Beginning at the line that contains "of the tree", reproduce every line to the end of the material without changing any of them.

:: Record extracts ::

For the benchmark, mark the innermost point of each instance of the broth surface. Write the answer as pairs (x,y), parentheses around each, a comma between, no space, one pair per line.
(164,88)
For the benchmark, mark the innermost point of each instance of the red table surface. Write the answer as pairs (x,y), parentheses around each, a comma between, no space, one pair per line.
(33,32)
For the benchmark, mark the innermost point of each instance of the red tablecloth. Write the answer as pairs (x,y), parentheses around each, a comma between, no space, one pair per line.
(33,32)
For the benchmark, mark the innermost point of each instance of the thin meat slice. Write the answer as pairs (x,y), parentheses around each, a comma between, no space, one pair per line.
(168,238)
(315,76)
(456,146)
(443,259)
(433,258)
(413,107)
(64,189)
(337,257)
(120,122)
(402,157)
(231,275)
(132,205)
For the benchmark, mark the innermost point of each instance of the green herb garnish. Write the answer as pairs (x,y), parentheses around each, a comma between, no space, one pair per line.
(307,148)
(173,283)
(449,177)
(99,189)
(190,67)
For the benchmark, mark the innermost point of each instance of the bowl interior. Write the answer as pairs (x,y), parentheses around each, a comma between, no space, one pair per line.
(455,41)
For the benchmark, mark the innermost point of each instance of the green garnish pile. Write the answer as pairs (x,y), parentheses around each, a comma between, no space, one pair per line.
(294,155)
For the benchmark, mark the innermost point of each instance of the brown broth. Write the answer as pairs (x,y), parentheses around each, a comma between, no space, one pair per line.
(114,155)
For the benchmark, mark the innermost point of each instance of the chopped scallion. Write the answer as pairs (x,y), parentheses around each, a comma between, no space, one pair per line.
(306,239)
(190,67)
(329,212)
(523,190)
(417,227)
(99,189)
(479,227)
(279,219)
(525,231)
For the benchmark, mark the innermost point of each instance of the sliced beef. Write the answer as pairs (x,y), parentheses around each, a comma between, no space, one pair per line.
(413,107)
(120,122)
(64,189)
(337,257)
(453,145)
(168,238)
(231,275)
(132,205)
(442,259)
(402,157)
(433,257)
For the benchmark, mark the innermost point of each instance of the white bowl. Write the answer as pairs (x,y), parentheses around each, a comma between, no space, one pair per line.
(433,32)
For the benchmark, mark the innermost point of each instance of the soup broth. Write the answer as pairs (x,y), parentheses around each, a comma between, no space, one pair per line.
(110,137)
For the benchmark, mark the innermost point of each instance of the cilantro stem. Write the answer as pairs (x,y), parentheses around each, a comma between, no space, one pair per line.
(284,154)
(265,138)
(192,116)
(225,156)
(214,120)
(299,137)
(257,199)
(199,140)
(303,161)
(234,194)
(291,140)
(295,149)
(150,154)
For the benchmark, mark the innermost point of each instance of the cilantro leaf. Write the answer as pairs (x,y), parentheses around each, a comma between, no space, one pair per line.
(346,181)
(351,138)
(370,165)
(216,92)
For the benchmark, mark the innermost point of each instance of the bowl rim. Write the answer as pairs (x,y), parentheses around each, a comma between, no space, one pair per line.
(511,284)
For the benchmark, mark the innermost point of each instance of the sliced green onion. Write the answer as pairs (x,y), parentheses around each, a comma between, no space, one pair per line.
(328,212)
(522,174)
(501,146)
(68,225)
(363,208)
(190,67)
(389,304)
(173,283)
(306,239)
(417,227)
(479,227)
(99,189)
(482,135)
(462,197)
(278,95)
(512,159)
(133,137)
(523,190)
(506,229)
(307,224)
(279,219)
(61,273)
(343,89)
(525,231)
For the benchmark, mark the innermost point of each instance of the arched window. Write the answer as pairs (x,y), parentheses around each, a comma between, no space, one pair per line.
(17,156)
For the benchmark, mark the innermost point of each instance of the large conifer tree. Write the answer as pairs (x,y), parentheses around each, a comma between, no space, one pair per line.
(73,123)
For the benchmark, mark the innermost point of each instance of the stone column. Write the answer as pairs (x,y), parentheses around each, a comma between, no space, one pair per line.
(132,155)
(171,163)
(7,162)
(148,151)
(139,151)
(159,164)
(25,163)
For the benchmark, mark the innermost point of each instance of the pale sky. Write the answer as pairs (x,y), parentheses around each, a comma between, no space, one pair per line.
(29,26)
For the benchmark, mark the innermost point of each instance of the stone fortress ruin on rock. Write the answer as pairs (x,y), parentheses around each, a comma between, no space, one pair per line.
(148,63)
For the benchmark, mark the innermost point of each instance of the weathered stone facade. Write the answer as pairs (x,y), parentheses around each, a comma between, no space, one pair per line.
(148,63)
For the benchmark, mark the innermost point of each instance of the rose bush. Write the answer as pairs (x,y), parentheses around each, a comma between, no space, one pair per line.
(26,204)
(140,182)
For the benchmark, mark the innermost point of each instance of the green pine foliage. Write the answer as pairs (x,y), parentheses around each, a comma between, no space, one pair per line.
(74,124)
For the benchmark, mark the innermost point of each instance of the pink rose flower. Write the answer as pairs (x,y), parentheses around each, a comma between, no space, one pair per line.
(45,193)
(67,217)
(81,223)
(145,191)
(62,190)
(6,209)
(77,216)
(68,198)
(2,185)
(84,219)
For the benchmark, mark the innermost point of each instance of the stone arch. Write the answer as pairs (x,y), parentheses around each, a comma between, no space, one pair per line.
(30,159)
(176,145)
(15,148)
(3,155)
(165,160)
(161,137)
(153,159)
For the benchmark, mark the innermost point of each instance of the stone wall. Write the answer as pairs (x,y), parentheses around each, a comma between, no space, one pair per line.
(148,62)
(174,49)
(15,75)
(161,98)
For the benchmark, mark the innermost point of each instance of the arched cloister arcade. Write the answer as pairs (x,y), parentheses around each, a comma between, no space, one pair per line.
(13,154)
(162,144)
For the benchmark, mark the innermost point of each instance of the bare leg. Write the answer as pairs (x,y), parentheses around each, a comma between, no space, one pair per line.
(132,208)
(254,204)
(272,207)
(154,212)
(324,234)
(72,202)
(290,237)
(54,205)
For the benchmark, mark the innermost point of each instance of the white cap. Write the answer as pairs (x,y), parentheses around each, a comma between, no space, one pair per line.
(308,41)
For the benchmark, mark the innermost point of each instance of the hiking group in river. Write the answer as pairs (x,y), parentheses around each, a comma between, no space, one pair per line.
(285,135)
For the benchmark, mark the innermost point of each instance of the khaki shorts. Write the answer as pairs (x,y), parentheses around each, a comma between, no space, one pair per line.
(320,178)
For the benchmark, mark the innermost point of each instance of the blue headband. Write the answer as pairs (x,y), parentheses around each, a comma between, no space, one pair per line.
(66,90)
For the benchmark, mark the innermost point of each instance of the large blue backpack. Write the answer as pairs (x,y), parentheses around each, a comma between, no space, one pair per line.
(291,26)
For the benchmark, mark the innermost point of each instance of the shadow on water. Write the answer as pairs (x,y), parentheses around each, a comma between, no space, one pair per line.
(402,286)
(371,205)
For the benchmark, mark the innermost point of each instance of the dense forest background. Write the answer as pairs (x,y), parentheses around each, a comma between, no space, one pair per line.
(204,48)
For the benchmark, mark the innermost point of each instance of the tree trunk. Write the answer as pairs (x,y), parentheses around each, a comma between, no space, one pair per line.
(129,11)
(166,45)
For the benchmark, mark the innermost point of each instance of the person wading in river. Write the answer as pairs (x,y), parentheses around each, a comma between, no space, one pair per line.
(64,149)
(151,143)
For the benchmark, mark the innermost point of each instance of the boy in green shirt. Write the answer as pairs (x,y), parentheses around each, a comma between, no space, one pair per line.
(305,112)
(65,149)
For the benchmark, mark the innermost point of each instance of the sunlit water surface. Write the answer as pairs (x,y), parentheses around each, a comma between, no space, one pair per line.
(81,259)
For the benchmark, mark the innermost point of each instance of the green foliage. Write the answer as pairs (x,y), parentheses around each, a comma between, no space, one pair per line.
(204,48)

:::

■ Output ■
For the benchmark, mark the innermost point of each instance of the tree trunk. Write the answer as pairs (x,y), parentheses around each, a comma between, no space, one pair per line.
(129,11)
(166,45)
For the benchmark, mark the innermost point of each instance of the person wading in river. Write the answer as pairs (x,y), parentheses around each, a comma between, no space, one pair per line.
(64,149)
(151,143)
For the benchmark, mark the innermost point of each instance of the boy in green shirt. Write the answer as pairs (x,y), parentheses around each, a comma between, no space, one pair per line.
(305,112)
(65,149)
For the benchmark, mark the innermost point of each instance of the sunlit water surface. Write the answer as pairs (x,y), parentheses around each, a comma between, no space, one pair per line.
(81,259)
For the benchmark, mark the innermost point of each instance of the green foliage. Write the answer as pairs (x,y), parentheses around each, a comma between, no space, one pair per line.
(204,48)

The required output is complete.